Exactly as they stand, set down the following records once more.

··· Source records

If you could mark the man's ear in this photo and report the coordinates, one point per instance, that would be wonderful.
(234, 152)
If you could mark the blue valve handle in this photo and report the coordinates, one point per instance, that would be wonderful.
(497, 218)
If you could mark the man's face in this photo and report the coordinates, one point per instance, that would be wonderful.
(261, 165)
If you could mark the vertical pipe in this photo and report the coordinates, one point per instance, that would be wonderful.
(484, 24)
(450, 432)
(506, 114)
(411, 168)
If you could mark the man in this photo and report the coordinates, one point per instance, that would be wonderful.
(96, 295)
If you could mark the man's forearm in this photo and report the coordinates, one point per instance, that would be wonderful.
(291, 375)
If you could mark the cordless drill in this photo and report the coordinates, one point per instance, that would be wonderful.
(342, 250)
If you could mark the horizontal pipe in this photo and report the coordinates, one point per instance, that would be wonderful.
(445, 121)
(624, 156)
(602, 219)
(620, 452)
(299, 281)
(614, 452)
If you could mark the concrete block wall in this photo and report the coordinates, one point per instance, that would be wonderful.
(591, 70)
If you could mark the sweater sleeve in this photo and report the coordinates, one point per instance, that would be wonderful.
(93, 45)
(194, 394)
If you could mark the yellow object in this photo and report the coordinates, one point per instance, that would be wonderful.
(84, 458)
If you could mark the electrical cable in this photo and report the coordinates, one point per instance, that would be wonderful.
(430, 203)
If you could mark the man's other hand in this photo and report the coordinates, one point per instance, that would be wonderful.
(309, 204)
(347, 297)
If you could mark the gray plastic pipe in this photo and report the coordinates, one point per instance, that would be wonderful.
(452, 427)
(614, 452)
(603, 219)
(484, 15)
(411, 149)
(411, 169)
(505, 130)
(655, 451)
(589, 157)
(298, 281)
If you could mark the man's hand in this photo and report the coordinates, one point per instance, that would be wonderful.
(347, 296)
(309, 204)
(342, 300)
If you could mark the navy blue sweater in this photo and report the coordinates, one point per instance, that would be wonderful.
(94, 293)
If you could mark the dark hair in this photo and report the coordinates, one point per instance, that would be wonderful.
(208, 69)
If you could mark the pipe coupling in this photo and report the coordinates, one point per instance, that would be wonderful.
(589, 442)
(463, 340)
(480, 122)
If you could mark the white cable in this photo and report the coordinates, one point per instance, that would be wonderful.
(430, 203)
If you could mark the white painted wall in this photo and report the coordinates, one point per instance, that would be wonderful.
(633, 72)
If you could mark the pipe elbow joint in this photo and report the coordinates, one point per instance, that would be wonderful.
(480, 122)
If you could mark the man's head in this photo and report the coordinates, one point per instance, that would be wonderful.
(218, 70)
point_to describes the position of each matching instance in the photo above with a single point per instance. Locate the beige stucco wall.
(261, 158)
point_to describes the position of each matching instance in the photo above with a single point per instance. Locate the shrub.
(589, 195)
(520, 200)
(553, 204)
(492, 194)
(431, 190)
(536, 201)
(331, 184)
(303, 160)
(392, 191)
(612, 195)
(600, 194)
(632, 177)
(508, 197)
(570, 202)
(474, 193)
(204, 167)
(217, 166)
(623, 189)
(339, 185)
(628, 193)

······

> Exercise result:
If you could mark the man's ear in this photo and report the coordinates, one point per instance, that would be wonderful.
(234, 152)
If you could mark the blue valve handle in this photo and report the coordinates, one point per instance, that would be wonderful.
(497, 218)
If you could mark the man's face in this photo and report the coordinates, one point per instance, that would be wonderful.
(261, 165)
If you could mark the vertical pipe in this photo and report the coordinates, one point per instance, that would be wonderful.
(484, 24)
(450, 432)
(506, 114)
(411, 168)
If you could mark the man in this photo and report the coordinates, one point per instance, that would be wonderful.
(96, 295)
If you could mark the man's forearm in this photo and report the coordinates, one point per instance, that would be wonderful.
(291, 375)
If you could mark the cordless drill in this photo and report the coordinates, one point per instance, that would be wonderful.
(342, 250)
If you could mark the horizontal pipe in this photo and report the coordinates, one point per instance, that would be wonderful.
(445, 121)
(624, 156)
(602, 219)
(620, 452)
(299, 281)
(614, 452)
If you could mark the concrete block wall in this photo and report the coordinates, one point per instance, that would be wonderful.
(591, 70)
If you could mark the sweater sleeve in this photo and report the coordinates, one point per instance, that would be wonderful.
(93, 45)
(194, 394)
If you could mark the yellow object in this photo and report the coordinates, one point per instance, that would be wonderful.
(84, 458)
If you could mark the electrical cable in this photo and report the coordinates, one point per instance, that would be wonderful.
(430, 203)
If you could mark the man's other hand in this photo and report the coordinates, one point per instance, that would be wonderful.
(309, 204)
(347, 297)
If you could mark the gray plastic pipe in this photo and report the coordinates, one point per instance, that would be wonderful.
(452, 427)
(614, 452)
(603, 219)
(484, 15)
(411, 149)
(411, 169)
(505, 130)
(655, 451)
(589, 157)
(298, 281)
If you could mark the man's hand in this photo and report the coordinates, one point per instance, that would be wonderful.
(347, 296)
(309, 204)
(342, 300)
If you could mark the navy blue sweater in this photo and report the coordinates, one point per instance, that would be wonderful.
(94, 293)
If you could mark the dark hair in this photo and report the coordinates, one point per instance, that would be wonderful.
(208, 69)
If you could mark the pipe coupling in this photo and report the coordinates, one point per instance, that would be wonderful.
(589, 442)
(463, 340)
(480, 122)
If you could mark the white cable in this photo and report the coordinates, one point per instance, that would be wonderful.
(430, 203)
If you could mark the white painted wall in this photo and report the coordinates, one point per instance, that would be wonderful.
(633, 72)
If you could mark the pipe elbow joint in this photo and report the coordinates, one point per instance, that would be wonderful.
(480, 122)
If you could mark the man's head in this photo and report the coordinates, one point per instance, that would be wonderful.
(218, 70)
point_to describes the position of each matching instance in the photo above with a single point per instance. Locate the beige stucco wall.
(261, 158)
point_to describes the position of each matching instance in the photo above with a single point per instance. Locate the shrub.
(589, 195)
(520, 200)
(553, 204)
(492, 194)
(431, 190)
(536, 201)
(331, 184)
(303, 160)
(392, 191)
(612, 195)
(600, 194)
(632, 177)
(508, 197)
(570, 202)
(474, 193)
(204, 167)
(217, 166)
(623, 189)
(339, 185)
(628, 193)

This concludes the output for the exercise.